Report each line in the records below that contains the word "wooden".

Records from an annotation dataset
+ + + + + + +
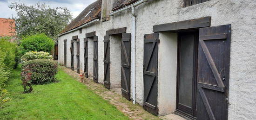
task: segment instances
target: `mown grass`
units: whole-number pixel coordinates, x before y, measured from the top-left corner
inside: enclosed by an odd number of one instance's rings
[[[61,69],[59,82],[34,85],[23,94],[20,66],[14,69],[6,87],[12,100],[0,108],[0,119],[127,120],[114,106]]]

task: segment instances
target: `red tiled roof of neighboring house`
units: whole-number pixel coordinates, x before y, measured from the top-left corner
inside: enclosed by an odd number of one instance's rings
[[[14,19],[0,18],[0,37],[14,36],[15,27]]]
[[[93,20],[100,19],[101,13],[101,0],[98,0],[85,8],[61,33],[76,28]]]

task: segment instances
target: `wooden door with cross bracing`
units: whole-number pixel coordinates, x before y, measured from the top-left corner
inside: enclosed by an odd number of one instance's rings
[[[67,67],[67,39],[64,40],[64,65]]]
[[[131,33],[122,34],[121,87],[122,96],[130,100]]]
[[[84,69],[85,76],[88,78],[88,38],[84,38]]]
[[[105,87],[109,89],[110,82],[109,82],[109,36],[106,35],[104,37],[104,85]]]
[[[98,83],[98,37],[94,37],[94,81]]]
[[[76,39],[76,72],[80,73],[80,40]]]
[[[197,120],[228,120],[231,25],[200,29]]]
[[[70,68],[72,70],[74,70],[74,39],[70,41],[71,46],[70,46],[70,54],[71,54],[71,65]]]
[[[143,108],[155,115],[158,114],[157,67],[158,33],[144,36]]]

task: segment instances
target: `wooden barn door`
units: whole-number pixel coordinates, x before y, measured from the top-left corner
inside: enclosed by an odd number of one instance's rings
[[[94,81],[98,83],[98,37],[94,37]]]
[[[130,100],[131,33],[122,33],[121,87],[122,96]]]
[[[64,65],[67,67],[67,39],[64,39]]]
[[[72,70],[74,70],[74,40],[70,41],[70,53],[71,53],[71,69]]]
[[[88,78],[88,38],[84,38],[84,69],[85,77]]]
[[[228,120],[231,25],[200,28],[197,120]]]
[[[143,108],[155,115],[158,114],[158,33],[144,36]]]
[[[106,35],[104,37],[104,84],[105,87],[109,89],[109,36]]]
[[[76,39],[76,72],[80,73],[80,40]]]

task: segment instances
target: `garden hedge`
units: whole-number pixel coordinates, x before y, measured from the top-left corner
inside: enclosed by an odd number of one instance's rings
[[[51,53],[54,42],[44,34],[38,34],[25,37],[20,40],[20,46],[23,54],[29,51],[44,51]]]
[[[11,75],[10,70],[17,64],[15,62],[17,45],[10,42],[8,37],[0,38],[0,89]]]
[[[43,51],[27,52],[21,57],[22,62],[34,59],[53,60],[53,57],[48,52]]]
[[[33,84],[43,84],[54,82],[57,68],[56,62],[52,60],[36,59],[28,61],[22,65],[21,80],[27,81],[26,80],[27,77],[25,75],[29,75],[29,81]]]

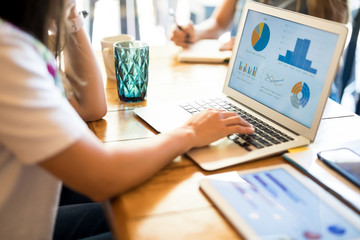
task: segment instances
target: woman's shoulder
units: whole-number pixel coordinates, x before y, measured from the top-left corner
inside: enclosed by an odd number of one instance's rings
[[[36,39],[29,33],[21,30],[15,25],[0,19],[0,44],[27,46],[34,45]]]

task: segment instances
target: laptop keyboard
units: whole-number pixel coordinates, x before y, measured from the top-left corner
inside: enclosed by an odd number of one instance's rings
[[[180,107],[191,114],[196,114],[209,108],[237,112],[242,119],[254,126],[255,131],[252,134],[232,134],[229,135],[228,138],[248,151],[251,151],[250,146],[260,149],[294,140],[292,137],[286,135],[280,130],[270,126],[269,124],[221,98],[199,100],[181,104]]]

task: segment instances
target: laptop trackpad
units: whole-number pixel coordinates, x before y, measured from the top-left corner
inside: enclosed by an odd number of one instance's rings
[[[180,127],[192,116],[176,105],[148,106],[137,108],[134,112],[158,132]]]

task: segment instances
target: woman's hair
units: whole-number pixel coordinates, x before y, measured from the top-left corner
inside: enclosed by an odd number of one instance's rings
[[[65,29],[64,0],[5,0],[0,6],[0,18],[6,20],[40,42],[60,53]],[[51,24],[56,26],[55,40],[49,38]]]
[[[347,23],[349,6],[347,0],[298,0],[297,10],[327,20]]]

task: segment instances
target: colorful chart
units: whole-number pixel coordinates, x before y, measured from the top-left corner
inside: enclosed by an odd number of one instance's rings
[[[279,55],[278,60],[291,66],[316,74],[317,70],[311,67],[312,62],[306,59],[311,41],[308,39],[296,40],[294,51],[287,50],[286,55]]]
[[[257,69],[258,69],[257,67],[250,66],[249,64],[240,61],[239,70],[244,72],[244,73],[249,74],[250,76],[255,77]]]
[[[310,88],[306,83],[298,82],[291,90],[291,104],[295,108],[304,108],[310,98]]]
[[[259,23],[251,36],[251,45],[255,51],[262,51],[270,40],[270,28],[266,23]]]

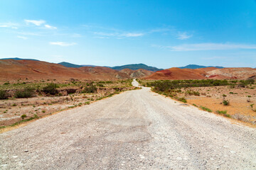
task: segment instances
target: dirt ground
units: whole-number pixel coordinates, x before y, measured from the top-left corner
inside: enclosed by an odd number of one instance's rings
[[[255,128],[230,120],[143,87],[1,133],[0,169],[255,169]]]
[[[228,114],[235,119],[256,124],[256,111],[254,110],[256,109],[255,89],[230,89],[228,86],[194,87],[183,89],[183,91],[187,90],[198,91],[201,94],[200,96],[186,95],[185,97],[190,104],[206,107],[214,113],[217,110],[226,110]],[[230,102],[228,106],[222,103],[223,94],[227,96],[225,99]]]
[[[58,82],[60,86],[63,83]],[[61,96],[47,96],[37,94],[32,98],[9,98],[7,100],[0,100],[0,127],[4,128],[22,120],[33,118],[35,116],[43,117],[65,109],[88,105],[107,96],[111,96],[113,94],[134,89],[129,84],[128,81],[101,84],[103,84],[103,86],[97,86],[97,92],[91,94],[81,93],[81,89],[71,84],[68,86],[58,89],[62,92],[65,92],[65,94],[63,93],[64,94]],[[26,85],[28,86],[29,84],[31,85],[31,82],[26,82]],[[34,84],[32,85],[35,86]],[[11,89],[14,87],[13,84],[9,86],[9,87],[2,86],[1,88]],[[14,87],[16,88],[16,86]],[[76,92],[68,94],[66,93],[65,89],[68,89],[68,91],[73,90]],[[23,115],[26,115],[23,118],[21,118]]]

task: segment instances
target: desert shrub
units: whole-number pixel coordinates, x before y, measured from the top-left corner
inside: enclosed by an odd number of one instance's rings
[[[14,93],[15,98],[31,98],[34,94],[34,89],[26,87],[23,90],[17,90]]]
[[[97,87],[93,84],[91,84],[88,87],[85,87],[85,89],[82,91],[82,93],[86,93],[86,94],[95,93],[95,92],[97,92]]]
[[[23,115],[21,115],[21,118],[22,119],[24,119],[24,118],[26,118],[26,114],[23,114]]]
[[[188,94],[189,96],[193,95],[193,96],[200,96],[200,93],[198,91],[186,91],[185,92],[186,94]]]
[[[217,110],[216,113],[220,115],[227,114],[227,110]]]
[[[223,99],[222,103],[224,106],[228,106],[228,105],[230,105],[230,101],[228,100]]]
[[[58,94],[57,88],[58,88],[58,86],[57,84],[55,83],[50,83],[47,85],[47,86],[45,86],[43,88],[43,92],[46,94],[50,94],[51,95],[55,95]]]
[[[246,82],[247,82],[250,84],[254,84],[255,82],[255,80],[254,80],[254,79],[247,79],[247,80],[246,80]]]
[[[187,101],[186,101],[186,98],[183,98],[183,97],[182,97],[182,98],[178,98],[178,101],[181,101],[181,102],[183,102],[183,103],[187,103]]]
[[[103,85],[102,84],[97,84],[97,86],[101,86],[101,87],[103,87],[103,86],[104,86],[104,85]]]
[[[200,108],[201,109],[203,109],[203,110],[205,110],[205,111],[208,111],[208,112],[210,112],[210,113],[213,112],[213,110],[210,110],[210,108],[206,108],[206,107],[203,107],[203,106],[200,106]]]
[[[7,99],[8,98],[8,94],[7,91],[5,90],[0,90],[0,99]]]

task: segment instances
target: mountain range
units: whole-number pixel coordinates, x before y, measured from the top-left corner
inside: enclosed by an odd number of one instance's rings
[[[63,64],[66,64],[64,63]],[[68,65],[70,63],[68,63]],[[36,60],[19,58],[0,60],[0,80],[16,81],[18,79],[45,80],[69,79],[125,79],[140,78],[145,79],[256,79],[256,69],[252,68],[217,68],[198,65],[188,65],[188,69],[173,67],[159,70],[144,64],[124,66],[98,67],[69,65],[41,62]],[[128,67],[128,68],[127,68]],[[142,68],[144,69],[142,69]],[[148,69],[159,71],[153,72]],[[156,69],[156,70],[157,70]]]

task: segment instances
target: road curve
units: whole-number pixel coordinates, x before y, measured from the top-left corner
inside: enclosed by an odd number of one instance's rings
[[[255,129],[148,88],[0,134],[0,169],[256,169]]]

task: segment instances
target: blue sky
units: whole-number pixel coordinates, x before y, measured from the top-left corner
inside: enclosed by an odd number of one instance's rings
[[[1,0],[6,57],[256,67],[256,1]]]

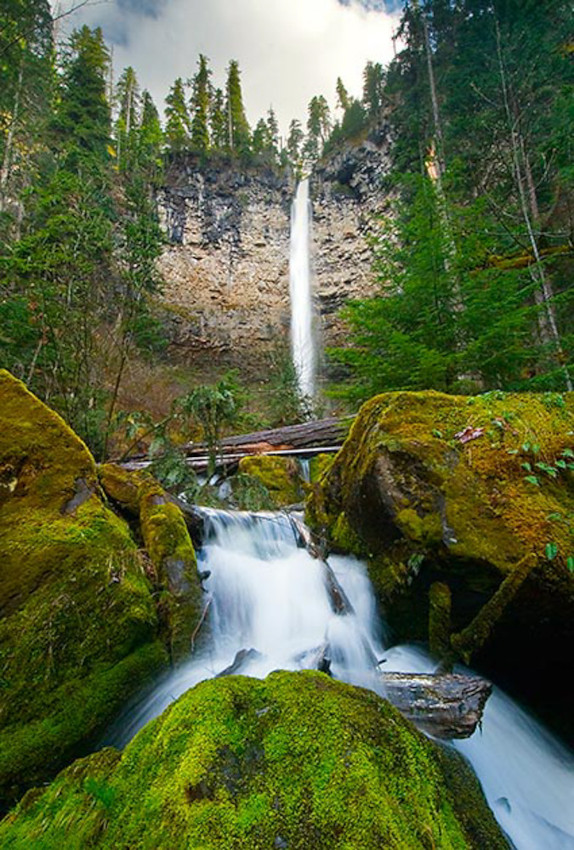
+ + + + + + +
Output
target: `wooden door with cross bracing`
target: `wooden barn door`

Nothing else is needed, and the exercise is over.